Задание A >> Перепишите дословно отрывок из фрагмента о «Далекой Радуге» от «Вы недалеки от» до «на возможность спасения.».
Задание B >> О чем говорится во фрагменте о «Далекой Радуге»? Изложите его суть в двух предложениях.

Фрагмент текста >>

►

Вопросов, как Вы, конечно, понимаете, «Комментарий» вызывает гораздо больше, чем дает ответов, но я со скрежетом зубовным отказываюсь от них всех в пользу одного: куда делась Далекая Радуга? Или она там отсутствует потому, что «вариант – журнальный»? А может быть, ДР таки действительно стоит особняком? Вот и из Истории Мира Полудня она выбивается: ссылки на нее есть, катастрофа как бы и произошла, а тем не менее умерший там Горбовский живет далее как ни в чем не бывало.

Илья Юдин < [email protected] >
Oссининг, США - 01/25/00 17:43:55 MSK

Вы читали сокращенный текст «Комментариев», опубликованный в журнале «Если». Редакция журнала отбирала комментарии по своему усмотрению и, видимо, главу, касающуюся ДР (как и многие другие), решила не включать.

5. Вопрос: Уж не задумали ли Вы с АНС тогда покончить с хрониками Полудня по методу [создателя Шерлока Холмса]/[Тараса Бульбы]?

Илья Юдин < [email protected] >
Oссининг, США - 01/25/00 17:50:29 MSK

Вы недалеки от истины. Работая над ДР, мы, действительно, думали, что это наша последняя повесть о Мире Полудня («Мире Возвращения», как мы тогда его называли). И долго потом ничего об этом Мире не писали – лет пять, наверное (если не считать, впрочем, «Трудно быть богом»). Поэтому и Горбовским мы пожертвовали (рыдая и бия себя в грудь). А потом, когда он нам снова понадобился, мы перечитали ДР и убедили друг друга, что в повести разбросано достаточно много намеков на возможность спасения.

6. Вопрос: А как было «на самом деле» в ДР?

Илья Юдин < [email protected] >
Oссининг, США - 01/25/00 17:53:37 MSK

Например, реализовалась чья-то там гипотеза о том, что Северная и Южная Волны, столкнувшись, «аннигилировали» друг друга. Или – капитан «Стрелы» совершил невозможное и – успел-таки вовремя.

7. Вопрос: Здравствуйте, Борис Натанович!
Я – поклонник творчества АБС со школьных лет, с середины 80-х. В то время не так-то просто было достать Ваши произведения, и многое я читал в «самиздатовских» вариантах. Одно из них – «Далекая Радуга». Эта книга потрясла тогдашнего подростка и до сих пор остается для меня одной из самых любимых Ваших повестей. Недавно в интервью Вы ответили на несколько вопросов по ДР. Я очень прошу Вас вернуться к этой теме и ответить и на мои вопросы.

◄

Фрагменты записей >>
►

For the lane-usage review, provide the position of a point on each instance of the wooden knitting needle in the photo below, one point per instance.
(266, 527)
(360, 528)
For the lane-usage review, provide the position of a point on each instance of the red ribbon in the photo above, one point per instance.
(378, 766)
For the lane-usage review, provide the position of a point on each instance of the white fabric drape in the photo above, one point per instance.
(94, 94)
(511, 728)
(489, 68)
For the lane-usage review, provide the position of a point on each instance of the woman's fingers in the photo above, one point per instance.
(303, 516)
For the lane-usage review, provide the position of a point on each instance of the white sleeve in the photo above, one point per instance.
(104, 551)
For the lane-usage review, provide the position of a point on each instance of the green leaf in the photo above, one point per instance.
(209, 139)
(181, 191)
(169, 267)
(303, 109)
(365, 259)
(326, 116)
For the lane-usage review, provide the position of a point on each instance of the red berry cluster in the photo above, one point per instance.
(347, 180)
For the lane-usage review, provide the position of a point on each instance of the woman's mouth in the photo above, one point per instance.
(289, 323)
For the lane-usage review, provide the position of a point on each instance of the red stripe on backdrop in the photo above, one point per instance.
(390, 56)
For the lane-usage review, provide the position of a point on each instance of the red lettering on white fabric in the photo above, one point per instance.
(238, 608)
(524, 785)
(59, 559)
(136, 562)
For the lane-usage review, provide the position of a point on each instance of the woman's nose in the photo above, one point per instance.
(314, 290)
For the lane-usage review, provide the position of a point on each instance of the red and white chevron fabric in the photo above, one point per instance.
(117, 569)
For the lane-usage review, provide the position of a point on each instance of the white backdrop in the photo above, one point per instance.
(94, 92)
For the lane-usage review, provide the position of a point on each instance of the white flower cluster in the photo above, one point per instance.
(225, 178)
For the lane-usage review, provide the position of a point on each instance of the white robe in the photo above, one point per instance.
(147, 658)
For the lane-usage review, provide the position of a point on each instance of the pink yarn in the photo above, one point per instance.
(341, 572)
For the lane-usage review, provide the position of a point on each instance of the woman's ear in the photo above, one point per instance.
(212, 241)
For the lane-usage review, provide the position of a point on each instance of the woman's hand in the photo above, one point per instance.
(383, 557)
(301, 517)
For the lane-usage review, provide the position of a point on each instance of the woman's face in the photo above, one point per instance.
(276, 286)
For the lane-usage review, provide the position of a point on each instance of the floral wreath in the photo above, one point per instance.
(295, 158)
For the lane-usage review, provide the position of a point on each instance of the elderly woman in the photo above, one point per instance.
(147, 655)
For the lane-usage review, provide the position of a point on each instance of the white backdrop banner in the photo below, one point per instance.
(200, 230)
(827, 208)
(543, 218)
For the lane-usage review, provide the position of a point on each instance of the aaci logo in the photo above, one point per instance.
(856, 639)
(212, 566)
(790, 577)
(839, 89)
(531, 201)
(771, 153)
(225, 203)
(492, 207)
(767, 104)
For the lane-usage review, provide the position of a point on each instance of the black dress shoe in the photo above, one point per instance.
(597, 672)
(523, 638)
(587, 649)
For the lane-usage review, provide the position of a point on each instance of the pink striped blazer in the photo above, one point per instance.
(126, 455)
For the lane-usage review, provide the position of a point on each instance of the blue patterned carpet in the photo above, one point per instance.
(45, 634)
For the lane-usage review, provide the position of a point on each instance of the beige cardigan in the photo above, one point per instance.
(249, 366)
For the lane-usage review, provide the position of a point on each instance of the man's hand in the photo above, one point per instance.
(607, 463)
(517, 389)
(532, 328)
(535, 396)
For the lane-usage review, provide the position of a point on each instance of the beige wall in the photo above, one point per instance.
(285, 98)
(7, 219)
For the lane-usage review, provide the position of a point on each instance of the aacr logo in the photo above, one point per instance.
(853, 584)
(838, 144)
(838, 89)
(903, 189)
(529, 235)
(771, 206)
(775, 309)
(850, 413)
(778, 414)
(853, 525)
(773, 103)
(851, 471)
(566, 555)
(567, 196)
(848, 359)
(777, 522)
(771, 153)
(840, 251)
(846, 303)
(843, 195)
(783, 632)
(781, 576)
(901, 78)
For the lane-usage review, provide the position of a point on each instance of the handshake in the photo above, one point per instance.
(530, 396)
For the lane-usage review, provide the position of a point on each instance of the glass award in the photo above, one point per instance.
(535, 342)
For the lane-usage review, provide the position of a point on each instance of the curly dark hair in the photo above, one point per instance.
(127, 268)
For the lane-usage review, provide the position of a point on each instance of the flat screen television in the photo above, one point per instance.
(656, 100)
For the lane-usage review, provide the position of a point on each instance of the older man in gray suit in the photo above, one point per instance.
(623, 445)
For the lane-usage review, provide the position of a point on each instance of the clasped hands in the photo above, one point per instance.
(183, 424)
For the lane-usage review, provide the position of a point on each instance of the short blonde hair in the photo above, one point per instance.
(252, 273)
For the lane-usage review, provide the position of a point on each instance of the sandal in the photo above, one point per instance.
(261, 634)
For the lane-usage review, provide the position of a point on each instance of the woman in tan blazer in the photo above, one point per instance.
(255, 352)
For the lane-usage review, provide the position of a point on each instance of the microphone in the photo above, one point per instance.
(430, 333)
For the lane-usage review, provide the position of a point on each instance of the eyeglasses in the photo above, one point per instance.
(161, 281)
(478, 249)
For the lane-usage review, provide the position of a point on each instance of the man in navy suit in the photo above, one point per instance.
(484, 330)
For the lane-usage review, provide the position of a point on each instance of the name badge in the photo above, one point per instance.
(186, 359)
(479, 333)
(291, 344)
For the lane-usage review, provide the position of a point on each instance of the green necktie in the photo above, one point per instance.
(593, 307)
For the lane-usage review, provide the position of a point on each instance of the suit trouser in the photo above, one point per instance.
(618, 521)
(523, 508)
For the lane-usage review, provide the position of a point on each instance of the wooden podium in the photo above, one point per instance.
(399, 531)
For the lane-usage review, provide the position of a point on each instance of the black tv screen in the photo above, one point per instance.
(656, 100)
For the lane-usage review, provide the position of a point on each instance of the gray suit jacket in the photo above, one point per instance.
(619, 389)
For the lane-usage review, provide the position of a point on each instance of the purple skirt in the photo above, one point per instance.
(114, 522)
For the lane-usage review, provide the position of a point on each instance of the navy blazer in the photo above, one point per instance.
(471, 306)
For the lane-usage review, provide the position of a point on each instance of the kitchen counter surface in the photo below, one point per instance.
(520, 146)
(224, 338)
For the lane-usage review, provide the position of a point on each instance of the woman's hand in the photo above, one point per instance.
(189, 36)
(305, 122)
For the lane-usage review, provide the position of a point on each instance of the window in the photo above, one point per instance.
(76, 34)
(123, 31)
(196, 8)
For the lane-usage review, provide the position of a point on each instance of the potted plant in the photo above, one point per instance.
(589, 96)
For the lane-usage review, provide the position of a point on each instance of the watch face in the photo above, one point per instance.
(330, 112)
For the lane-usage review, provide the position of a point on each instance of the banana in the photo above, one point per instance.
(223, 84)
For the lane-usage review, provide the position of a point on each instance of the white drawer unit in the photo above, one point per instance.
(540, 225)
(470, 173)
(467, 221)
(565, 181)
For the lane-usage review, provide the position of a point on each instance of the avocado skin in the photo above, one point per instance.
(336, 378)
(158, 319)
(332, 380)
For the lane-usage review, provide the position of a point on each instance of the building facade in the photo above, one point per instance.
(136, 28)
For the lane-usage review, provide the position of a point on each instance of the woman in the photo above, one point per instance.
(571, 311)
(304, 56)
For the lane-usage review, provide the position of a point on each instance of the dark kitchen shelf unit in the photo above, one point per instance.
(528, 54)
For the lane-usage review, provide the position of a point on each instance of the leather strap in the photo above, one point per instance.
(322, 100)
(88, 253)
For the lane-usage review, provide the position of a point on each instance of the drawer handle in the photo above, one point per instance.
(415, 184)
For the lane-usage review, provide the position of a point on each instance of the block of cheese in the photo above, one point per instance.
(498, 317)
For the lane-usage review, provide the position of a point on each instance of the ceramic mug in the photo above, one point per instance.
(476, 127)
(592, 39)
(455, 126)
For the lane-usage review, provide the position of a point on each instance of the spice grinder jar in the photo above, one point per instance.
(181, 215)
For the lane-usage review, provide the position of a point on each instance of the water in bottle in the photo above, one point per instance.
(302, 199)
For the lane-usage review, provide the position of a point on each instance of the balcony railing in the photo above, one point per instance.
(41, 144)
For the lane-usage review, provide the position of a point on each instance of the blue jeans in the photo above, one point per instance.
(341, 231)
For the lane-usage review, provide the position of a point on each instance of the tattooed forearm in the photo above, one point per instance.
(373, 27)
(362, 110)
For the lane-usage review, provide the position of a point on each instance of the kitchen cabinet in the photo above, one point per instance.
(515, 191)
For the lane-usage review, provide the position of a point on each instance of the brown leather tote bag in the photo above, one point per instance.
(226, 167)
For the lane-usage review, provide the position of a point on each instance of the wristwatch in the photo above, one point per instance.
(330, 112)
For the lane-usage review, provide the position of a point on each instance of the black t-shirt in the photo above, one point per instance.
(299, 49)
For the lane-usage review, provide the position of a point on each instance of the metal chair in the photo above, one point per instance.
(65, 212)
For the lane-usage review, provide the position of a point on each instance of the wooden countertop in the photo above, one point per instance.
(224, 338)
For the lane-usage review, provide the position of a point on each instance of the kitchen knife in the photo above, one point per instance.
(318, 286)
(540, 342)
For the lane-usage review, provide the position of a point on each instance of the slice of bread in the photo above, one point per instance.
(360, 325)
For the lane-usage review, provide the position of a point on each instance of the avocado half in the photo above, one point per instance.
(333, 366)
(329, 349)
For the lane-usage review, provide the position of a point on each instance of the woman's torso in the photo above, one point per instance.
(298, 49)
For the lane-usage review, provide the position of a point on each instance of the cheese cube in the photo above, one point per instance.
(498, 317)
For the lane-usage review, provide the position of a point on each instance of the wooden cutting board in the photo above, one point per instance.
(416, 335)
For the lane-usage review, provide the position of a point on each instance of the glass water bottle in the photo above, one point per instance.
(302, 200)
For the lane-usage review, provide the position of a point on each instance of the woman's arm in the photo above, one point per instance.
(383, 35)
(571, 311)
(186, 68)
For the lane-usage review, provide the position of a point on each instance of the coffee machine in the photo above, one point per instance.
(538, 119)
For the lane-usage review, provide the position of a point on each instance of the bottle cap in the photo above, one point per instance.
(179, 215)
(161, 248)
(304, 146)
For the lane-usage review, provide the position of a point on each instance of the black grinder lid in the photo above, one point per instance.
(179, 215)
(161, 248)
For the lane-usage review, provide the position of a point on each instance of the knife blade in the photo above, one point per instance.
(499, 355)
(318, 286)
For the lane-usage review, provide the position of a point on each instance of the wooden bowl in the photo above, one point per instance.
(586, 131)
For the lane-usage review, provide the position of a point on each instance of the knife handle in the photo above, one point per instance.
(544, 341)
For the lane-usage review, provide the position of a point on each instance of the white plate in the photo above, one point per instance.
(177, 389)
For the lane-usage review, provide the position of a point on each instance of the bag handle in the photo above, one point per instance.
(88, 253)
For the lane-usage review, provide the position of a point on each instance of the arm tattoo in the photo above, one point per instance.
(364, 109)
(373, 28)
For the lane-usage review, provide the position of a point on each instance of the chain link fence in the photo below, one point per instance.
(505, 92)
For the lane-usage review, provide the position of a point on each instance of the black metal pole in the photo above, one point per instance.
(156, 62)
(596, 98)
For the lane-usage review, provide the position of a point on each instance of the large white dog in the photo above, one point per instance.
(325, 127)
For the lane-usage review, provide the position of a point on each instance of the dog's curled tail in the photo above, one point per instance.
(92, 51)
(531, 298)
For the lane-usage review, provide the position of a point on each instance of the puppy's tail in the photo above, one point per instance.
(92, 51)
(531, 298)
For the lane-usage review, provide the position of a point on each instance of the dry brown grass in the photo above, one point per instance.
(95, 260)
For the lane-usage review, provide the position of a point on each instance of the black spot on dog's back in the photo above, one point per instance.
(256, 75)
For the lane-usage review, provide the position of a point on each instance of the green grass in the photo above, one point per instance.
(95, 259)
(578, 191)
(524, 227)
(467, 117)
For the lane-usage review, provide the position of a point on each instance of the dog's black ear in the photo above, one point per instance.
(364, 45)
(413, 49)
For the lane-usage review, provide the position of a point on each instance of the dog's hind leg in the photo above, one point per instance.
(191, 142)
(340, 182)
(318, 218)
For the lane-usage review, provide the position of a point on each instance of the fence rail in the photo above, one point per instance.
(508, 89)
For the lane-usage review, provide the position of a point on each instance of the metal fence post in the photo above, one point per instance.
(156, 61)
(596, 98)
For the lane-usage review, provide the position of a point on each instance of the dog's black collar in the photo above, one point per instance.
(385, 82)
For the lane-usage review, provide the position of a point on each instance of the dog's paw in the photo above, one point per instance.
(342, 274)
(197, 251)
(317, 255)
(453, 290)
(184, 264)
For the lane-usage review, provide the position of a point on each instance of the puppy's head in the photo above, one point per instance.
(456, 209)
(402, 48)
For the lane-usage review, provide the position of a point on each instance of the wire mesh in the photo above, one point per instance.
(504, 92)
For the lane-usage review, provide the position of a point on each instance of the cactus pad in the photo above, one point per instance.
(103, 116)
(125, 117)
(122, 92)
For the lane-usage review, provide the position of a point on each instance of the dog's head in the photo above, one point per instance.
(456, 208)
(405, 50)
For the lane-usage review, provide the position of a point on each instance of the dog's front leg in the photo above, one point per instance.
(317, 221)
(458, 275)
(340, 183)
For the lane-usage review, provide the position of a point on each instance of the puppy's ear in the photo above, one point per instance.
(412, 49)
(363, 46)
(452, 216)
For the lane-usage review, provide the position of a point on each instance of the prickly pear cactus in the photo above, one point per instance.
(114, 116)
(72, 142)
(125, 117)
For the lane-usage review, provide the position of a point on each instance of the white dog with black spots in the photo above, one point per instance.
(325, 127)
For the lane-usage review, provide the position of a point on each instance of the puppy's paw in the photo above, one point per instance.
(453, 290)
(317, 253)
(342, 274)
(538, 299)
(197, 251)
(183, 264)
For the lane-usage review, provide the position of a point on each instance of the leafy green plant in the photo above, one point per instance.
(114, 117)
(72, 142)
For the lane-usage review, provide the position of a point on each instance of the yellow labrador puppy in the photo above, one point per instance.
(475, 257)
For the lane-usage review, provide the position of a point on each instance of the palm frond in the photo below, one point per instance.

◄

Письменный ответ A >>
Вы недалеки от истины. Работая над ДР, мы, действительно, думали, что это наша последняя повесть о Мире Полудня («Мире Возвращения», как мы тогда его называли). И долго потом ничего об этом Мире не писали – лет пять, наверное (если не считать, впрочем, «Трудно быть богом»). Поэтому и Горбовским мы пожертвовали (рыдая и бия себя в грудь). А потом, когда он нам снова понадобился, мы перечитали ДР и убедили друг друга, что в повести разбросано достаточно много намеков на возможность спасения.

Письменный ответ B >> Главы о «Далекой Радуге» в «Комментариях» не оказалось, видимо, потому, что журнал «Если» напечатал их сокращенный текст, а редакция сама отбирала, что включить. Работая над повестью, авторы считали ее последней о Мире Полудня и пожертвовали Горбовским, но позже, когда он снова понадобился, убедили друг друга, что в тексте достаточно намеков на спасение: например, Северная и Южная Волны могли «аннигилировать» друг друга, или капитан «Стрелы» мог успеть вовремя.